EXERCISE DIRECTIONS = Rewrite the data below as a numbered list, one line per item, with any blank lines dropped.

<<<<

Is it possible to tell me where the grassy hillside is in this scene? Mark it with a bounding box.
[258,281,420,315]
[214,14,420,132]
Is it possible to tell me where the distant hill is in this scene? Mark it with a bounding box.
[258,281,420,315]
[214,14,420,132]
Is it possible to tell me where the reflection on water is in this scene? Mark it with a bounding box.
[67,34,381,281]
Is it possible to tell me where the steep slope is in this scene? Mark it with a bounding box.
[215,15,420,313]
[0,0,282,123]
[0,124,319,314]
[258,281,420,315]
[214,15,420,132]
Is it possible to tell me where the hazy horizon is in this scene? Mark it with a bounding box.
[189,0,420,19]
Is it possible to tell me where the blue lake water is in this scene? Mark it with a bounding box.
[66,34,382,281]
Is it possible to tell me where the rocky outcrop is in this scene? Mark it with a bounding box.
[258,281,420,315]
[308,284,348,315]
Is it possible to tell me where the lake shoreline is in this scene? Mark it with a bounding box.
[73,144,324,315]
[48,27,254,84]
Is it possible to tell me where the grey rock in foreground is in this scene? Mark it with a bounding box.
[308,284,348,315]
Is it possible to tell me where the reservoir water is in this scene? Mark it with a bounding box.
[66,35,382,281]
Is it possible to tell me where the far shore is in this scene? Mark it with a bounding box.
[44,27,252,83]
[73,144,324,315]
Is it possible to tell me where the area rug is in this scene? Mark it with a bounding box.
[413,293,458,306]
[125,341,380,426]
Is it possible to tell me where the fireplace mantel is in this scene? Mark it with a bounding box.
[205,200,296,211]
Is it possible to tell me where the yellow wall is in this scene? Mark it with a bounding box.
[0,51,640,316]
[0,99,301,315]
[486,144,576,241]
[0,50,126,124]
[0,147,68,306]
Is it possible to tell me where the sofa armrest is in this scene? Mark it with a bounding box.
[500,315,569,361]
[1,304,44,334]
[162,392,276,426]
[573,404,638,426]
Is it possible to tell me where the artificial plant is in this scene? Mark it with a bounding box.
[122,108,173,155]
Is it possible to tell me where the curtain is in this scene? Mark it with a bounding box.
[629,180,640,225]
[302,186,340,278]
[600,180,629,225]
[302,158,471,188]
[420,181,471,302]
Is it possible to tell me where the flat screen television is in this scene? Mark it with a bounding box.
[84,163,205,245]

>>>>

WORKED ANSWER =
1. Is it possible to tell me where the grassy hillside is in this scene? Mark it with a bounding box.
2. [258,281,420,315]
3. [214,14,420,132]
4. Is it possible to tell me where the distant hill is in this scene? Mark it with a bounding box.
5. [258,281,420,315]
6. [214,14,420,132]
7. Is it possible to tell me where the reflection on water is in this scene? Mark it with a bounding box.
8. [67,34,381,281]
9. Is it possible to tell me where the steep slope is in this scene? Mark it with a bounding box.
10. [215,15,420,313]
11. [0,0,282,123]
12. [0,124,319,314]
13. [258,281,420,315]
14. [214,15,420,132]
15. Is it possible to tell me where the hazy horizon is in this scene? Mark it with a bounding box.
16. [189,0,420,19]
17. Is it possible to tell me where the blue lake water is in this scene? Mark it with a bounding box.
18. [66,34,382,281]
19. Is it possible to tell me where the rocky outcrop is in this scene? Mark it with a bounding box.
20. [258,281,420,315]
21. [308,284,348,315]
22. Is it possible to tell me where the lake shoreline is in this scene? Mark it with a bounding box.
23. [73,144,324,315]
24. [48,27,254,84]
25. Is it possible to tell me where the grey rock in foreground is in this scene? Mark it with a bounding box.
26. [308,284,348,315]
27. Is it possible to tell me where the reservoir water is in this scene? Mark it with a bounding box.
28. [66,35,382,281]
29. Is it possible to tell me where the far shore is in this scene? Mark it with a bounding box.
30. [44,27,252,83]
31. [73,144,324,315]
32. Is it possible to tell me where the area rug is in this scene? Mark it with a bounding box.
33. [413,293,458,306]
34. [125,341,380,426]
35. Is it possible to tell me where the fireplace mantel is in this scene? Mark it with a bounding box.
36. [205,200,296,211]
37. Is it possible to tell me where the yellow wall is in this scene? Mark it with a bounding box.
38. [0,51,640,316]
39. [0,99,301,315]
40. [486,144,576,241]
41. [0,50,126,124]
42. [0,147,68,306]
43. Is it possible to tell me where the sofa armrest is in this scene? Mark it with a bounding box.
44. [500,315,569,361]
45. [1,304,44,334]
46. [162,392,276,426]
47. [573,404,638,426]
48. Is it possible to tell me where the artificial plant is in this scene? Mark it with a bounding box.
49. [122,108,173,155]
50. Is it possible to tell me where the curtain is in this scene? Mark it with a bounding box.
51. [629,180,640,225]
52. [302,186,340,278]
53. [600,180,629,225]
54. [302,158,471,188]
55. [420,181,471,302]
56. Is it possible to tell me where the flat screen television is in this scene? Mark it with a bounding box.
57. [84,163,205,245]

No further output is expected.